WHAT TO PRODUCE:
Every line from the one with "of the black" through the end of the entries below must be retyped exactly, and only those lines. The pictures are not part of the copy.

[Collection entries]
=== Section Start ===

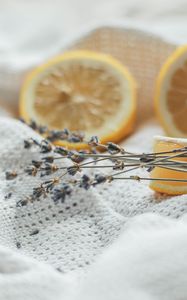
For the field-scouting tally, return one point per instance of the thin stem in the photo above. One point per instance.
(149, 179)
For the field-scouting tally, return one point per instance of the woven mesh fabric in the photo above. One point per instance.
(72, 234)
(141, 52)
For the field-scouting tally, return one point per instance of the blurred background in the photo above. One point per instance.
(31, 31)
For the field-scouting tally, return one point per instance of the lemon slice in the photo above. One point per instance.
(166, 144)
(81, 90)
(171, 94)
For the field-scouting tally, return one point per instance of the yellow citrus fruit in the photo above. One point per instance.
(171, 94)
(81, 90)
(163, 144)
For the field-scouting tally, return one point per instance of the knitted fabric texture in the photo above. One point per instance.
(72, 234)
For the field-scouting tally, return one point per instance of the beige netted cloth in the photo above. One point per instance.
(71, 235)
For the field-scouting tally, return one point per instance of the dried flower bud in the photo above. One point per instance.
(34, 232)
(28, 144)
(135, 177)
(49, 169)
(18, 245)
(94, 141)
(45, 147)
(99, 178)
(48, 159)
(11, 175)
(37, 163)
(113, 148)
(31, 170)
(73, 170)
(119, 165)
(60, 193)
(38, 192)
(21, 203)
(77, 137)
(85, 182)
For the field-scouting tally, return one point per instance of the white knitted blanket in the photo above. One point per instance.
(115, 242)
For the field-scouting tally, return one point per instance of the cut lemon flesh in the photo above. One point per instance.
(171, 94)
(163, 144)
(81, 90)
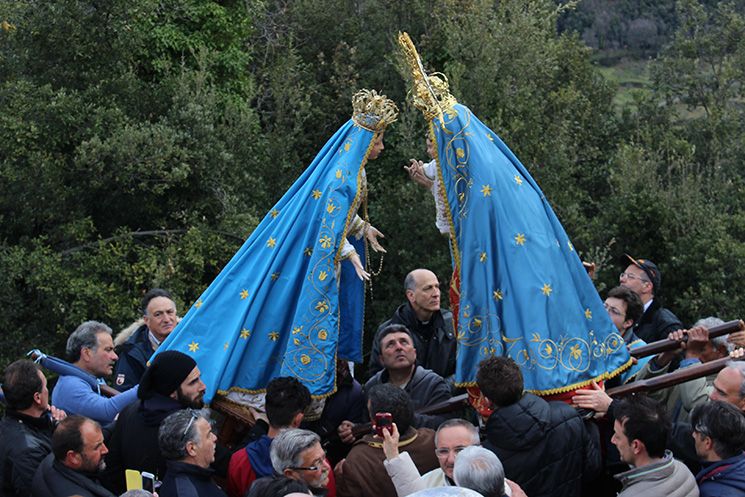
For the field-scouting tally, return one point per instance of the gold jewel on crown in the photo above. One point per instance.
(372, 111)
(431, 93)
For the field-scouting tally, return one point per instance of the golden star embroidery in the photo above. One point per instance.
(576, 351)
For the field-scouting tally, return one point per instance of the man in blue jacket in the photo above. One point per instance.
(719, 435)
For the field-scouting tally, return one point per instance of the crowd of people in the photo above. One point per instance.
(685, 440)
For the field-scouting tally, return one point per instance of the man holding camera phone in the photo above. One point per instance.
(362, 473)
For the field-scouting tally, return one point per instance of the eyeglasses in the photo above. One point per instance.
(613, 310)
(318, 464)
(443, 452)
(194, 416)
(630, 276)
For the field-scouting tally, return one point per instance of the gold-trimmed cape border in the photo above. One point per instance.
(568, 388)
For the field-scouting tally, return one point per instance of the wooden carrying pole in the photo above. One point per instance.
(667, 344)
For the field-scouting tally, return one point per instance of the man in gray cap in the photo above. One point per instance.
(645, 279)
(172, 382)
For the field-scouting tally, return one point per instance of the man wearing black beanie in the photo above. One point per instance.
(171, 382)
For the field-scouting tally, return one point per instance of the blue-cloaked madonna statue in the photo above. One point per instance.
(291, 300)
(523, 291)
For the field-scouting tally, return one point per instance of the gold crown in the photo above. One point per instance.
(431, 92)
(372, 111)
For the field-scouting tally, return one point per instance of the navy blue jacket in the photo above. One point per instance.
(189, 480)
(725, 478)
(133, 356)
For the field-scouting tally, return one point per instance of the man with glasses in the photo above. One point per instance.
(451, 438)
(645, 279)
(188, 444)
(298, 454)
(719, 436)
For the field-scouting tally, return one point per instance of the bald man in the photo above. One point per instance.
(431, 327)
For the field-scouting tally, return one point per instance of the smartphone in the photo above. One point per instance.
(383, 420)
(148, 481)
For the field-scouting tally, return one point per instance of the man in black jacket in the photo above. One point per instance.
(76, 460)
(544, 446)
(431, 327)
(645, 279)
(159, 318)
(171, 383)
(26, 430)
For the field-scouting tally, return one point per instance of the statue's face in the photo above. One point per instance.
(377, 148)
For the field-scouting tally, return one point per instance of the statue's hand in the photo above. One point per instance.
(416, 173)
(358, 267)
(372, 235)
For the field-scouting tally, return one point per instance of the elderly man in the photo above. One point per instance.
(431, 327)
(286, 400)
(77, 458)
(298, 454)
(172, 382)
(644, 277)
(90, 348)
(137, 343)
(451, 438)
(640, 434)
(362, 474)
(719, 435)
(481, 470)
(188, 445)
(398, 357)
(26, 429)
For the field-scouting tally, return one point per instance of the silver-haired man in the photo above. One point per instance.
(188, 444)
(90, 348)
(298, 454)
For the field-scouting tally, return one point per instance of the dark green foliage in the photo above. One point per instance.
(141, 141)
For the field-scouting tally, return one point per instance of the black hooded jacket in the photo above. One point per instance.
(544, 446)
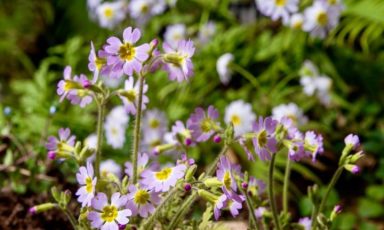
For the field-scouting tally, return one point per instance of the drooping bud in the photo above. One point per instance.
(187, 187)
(207, 195)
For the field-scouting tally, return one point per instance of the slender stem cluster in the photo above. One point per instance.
(137, 130)
(271, 193)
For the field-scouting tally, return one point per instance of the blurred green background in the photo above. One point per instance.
(39, 38)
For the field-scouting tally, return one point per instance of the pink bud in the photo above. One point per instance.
(86, 83)
(52, 155)
(355, 169)
(244, 185)
(32, 210)
(187, 187)
(217, 139)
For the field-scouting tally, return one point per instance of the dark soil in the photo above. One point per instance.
(14, 213)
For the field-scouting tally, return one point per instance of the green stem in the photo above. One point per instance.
(271, 194)
(182, 211)
(71, 218)
(187, 203)
(137, 130)
(334, 179)
(100, 120)
(245, 73)
(286, 185)
(251, 210)
(149, 223)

=== Section End ===

OUTPUT:
For the field-scouting tally, return one point per instance of the black hooded jacket in the photo above. One point per instance.
(544, 446)
For the field-scouting tally, return one point per instance of the drooping bud in the photo above. One point per instance.
(187, 187)
(207, 195)
For the field-scouting tally, return one point per instance of the slender stem cluster in the photo above. One point per instance.
(137, 130)
(271, 193)
For the field-scouting tally, return one point per instance of the blurred green background in the photo above. One point per instance.
(39, 38)
For the field-scouting tally, return one point per instance of the pink bud in the photo above. One point per instance.
(86, 83)
(52, 155)
(355, 169)
(244, 185)
(32, 210)
(187, 187)
(217, 139)
For the field-scouting tally, return one point per instance of the dark soil in the photo above. One point per instance.
(14, 213)
For the field-scouting tally, return one point per instance of the green stem in the photo above. One point per instance.
(271, 194)
(182, 211)
(71, 218)
(187, 203)
(137, 130)
(334, 179)
(100, 120)
(245, 73)
(286, 185)
(251, 210)
(149, 223)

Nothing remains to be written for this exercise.